ITEMS –

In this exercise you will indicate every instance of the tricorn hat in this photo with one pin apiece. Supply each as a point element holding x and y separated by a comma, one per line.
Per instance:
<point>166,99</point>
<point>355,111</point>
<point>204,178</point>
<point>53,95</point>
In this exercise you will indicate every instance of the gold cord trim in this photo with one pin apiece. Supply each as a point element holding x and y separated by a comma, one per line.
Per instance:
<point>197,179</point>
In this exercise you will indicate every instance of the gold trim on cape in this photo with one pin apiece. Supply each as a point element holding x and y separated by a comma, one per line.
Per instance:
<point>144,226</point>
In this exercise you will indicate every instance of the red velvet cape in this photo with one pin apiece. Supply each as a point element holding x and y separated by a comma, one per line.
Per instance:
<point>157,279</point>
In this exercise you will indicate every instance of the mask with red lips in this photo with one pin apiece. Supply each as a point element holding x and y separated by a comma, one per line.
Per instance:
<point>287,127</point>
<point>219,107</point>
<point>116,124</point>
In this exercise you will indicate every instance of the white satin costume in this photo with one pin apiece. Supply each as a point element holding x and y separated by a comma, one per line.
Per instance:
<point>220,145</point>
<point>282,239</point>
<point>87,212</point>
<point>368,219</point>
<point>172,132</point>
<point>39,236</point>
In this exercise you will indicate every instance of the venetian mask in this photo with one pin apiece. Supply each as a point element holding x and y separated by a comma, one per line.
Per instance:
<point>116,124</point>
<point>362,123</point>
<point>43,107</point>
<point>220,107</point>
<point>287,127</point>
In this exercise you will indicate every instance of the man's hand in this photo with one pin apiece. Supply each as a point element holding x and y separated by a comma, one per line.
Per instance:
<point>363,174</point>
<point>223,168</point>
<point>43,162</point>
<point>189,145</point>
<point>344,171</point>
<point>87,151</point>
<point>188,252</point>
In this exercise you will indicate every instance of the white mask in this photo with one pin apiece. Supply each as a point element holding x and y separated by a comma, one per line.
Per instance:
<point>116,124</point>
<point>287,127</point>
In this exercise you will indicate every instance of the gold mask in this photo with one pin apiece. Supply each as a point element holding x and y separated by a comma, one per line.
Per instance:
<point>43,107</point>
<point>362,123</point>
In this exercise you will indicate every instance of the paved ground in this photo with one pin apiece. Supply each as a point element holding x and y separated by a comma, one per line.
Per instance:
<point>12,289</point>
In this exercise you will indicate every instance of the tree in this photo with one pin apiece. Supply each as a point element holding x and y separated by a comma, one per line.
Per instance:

WORK REQUIRED –
Return all of the rows above word for word, with nothing changed.

PROBLEM SOLUTION –
In this exercise you will indicate every instance of the tricorn hat in this photo with one pin apiece. Supply each as a point element holding x and y separated by a comma, one per line.
Per instance:
<point>166,99</point>
<point>355,111</point>
<point>204,178</point>
<point>53,95</point>
In this exercise you will indicate every instance of the gold cord trim in this photo with one pin apiece. Supply each as a point element holding x and y separated by a comma, one per line.
Per instance:
<point>197,179</point>
In this exercise you will indicate every instance of the gold trim on cape in this photo with one pin apiece. Supply each as a point element holding x and y separated by a comma, one per line.
Per instance:
<point>144,226</point>
In this exercise you will indicate every instance of the red velvet cape in this photo with one pin apiece. Supply each as a point element holding x and y separated by a comma, one per line.
Per instance:
<point>157,279</point>
In this exercise you will indicate every instance of the mask with red lips in this photo with one pin apiece. Supply each as a point element holding x and y separated by a comma, one per line.
Per instance:
<point>287,127</point>
<point>219,107</point>
<point>116,124</point>
In this exercise you will indicate every instance of the white satin costume in this photo with one pin apiece. Supply each as a point element holding x and y separated by a comma, one per line.
Per instance:
<point>220,145</point>
<point>282,239</point>
<point>87,212</point>
<point>368,219</point>
<point>172,132</point>
<point>39,236</point>
In this exercise you will indicate every instance of the venetian mask in this photo with one pin apiece. Supply each as a point element holding x and y separated by a comma, one per line.
Per instance:
<point>116,124</point>
<point>362,123</point>
<point>43,107</point>
<point>220,107</point>
<point>287,127</point>
In this exercise you will indicate every instance of the man's hand in this photo with one pin apiece. Supply each as a point element holding x and y separated by a comma, one per line.
Per instance:
<point>363,174</point>
<point>223,168</point>
<point>43,162</point>
<point>189,145</point>
<point>344,171</point>
<point>87,151</point>
<point>188,252</point>
In this exercise you will indicate every instance of the white mask in this photo with one pin apiece. Supply each as a point element holding x and y separated by a comma, one per line.
Per instance:
<point>116,124</point>
<point>287,127</point>
In this exercise you will indicate every instance of the gold mask in this photo with one pin apiece. Supply each as a point element holding x and y separated by a comma, one per line.
Per instance:
<point>43,107</point>
<point>362,123</point>
In this exercise you will indicate every instance of the paved ground in this photo with one pin apiece. Supply each as a point element holding x and y separated by a comma, one per line.
Per instance:
<point>12,289</point>
In this exercise you will indicate every instance of the tree in this photo with one pin apiece. Supply each as a point element holding x and y separated by a comma, one per line.
Per instance:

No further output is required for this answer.